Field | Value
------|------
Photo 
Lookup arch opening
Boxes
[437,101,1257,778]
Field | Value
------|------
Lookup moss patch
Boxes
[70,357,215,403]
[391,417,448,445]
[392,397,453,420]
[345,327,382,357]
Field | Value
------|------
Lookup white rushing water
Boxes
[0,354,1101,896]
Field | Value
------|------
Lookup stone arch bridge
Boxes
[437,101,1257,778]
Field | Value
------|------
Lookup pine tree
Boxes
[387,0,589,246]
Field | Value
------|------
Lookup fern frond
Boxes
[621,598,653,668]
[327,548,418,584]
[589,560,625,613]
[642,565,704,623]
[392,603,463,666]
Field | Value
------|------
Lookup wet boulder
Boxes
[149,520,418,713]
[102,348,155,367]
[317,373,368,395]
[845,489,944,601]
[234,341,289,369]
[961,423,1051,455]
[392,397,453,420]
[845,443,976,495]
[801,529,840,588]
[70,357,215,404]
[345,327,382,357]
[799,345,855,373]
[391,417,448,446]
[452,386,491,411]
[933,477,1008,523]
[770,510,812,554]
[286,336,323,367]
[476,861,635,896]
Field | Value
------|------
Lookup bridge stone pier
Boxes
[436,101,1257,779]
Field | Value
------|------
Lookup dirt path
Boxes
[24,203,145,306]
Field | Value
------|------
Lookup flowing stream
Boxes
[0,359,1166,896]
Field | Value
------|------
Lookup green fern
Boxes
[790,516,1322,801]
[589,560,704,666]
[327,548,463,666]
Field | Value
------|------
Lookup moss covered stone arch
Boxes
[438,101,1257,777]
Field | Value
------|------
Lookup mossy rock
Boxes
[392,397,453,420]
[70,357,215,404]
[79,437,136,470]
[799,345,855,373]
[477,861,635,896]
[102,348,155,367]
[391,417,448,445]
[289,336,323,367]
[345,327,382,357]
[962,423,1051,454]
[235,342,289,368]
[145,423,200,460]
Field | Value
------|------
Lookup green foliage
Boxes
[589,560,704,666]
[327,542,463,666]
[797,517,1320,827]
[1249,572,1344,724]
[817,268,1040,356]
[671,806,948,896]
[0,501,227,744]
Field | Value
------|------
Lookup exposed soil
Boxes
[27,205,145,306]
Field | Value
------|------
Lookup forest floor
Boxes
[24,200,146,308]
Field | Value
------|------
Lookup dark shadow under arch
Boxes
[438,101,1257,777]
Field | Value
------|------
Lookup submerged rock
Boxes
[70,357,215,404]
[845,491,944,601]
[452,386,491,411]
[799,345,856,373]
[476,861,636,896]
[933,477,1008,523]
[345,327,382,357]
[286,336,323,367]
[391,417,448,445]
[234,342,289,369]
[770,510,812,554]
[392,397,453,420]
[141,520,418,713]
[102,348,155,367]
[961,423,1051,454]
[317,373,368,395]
==========
■ TO BE DONE
Add 40 to every bounding-box coordinate in the rows from the start up to and including the line with "[392,603,463,666]", and give those lines again in full with the lookup lines unchanged.

■ COMPLETED EXERCISE
Field | Value
------|------
Photo 
Lookup arch opening
Boxes
[477,141,1297,818]
Field | Value
------|------
Lookup moss patch
Boxes
[110,397,255,443]
[431,457,488,485]
[432,437,493,460]
[385,367,422,397]
Field | Value
------|------
Lookup white rushing water
Boxes
[40,394,1141,936]
Field | Value
------|------
Lookup stone arch bridge
Boxes
[477,141,1297,818]
Field | Value
------|------
Lookup pine tree
Boxes
[427,40,629,286]
Field | Value
------|------
Lookup fern frond
Boxes
[661,638,693,708]
[367,588,458,624]
[629,600,665,653]
[682,605,744,663]
[432,643,503,706]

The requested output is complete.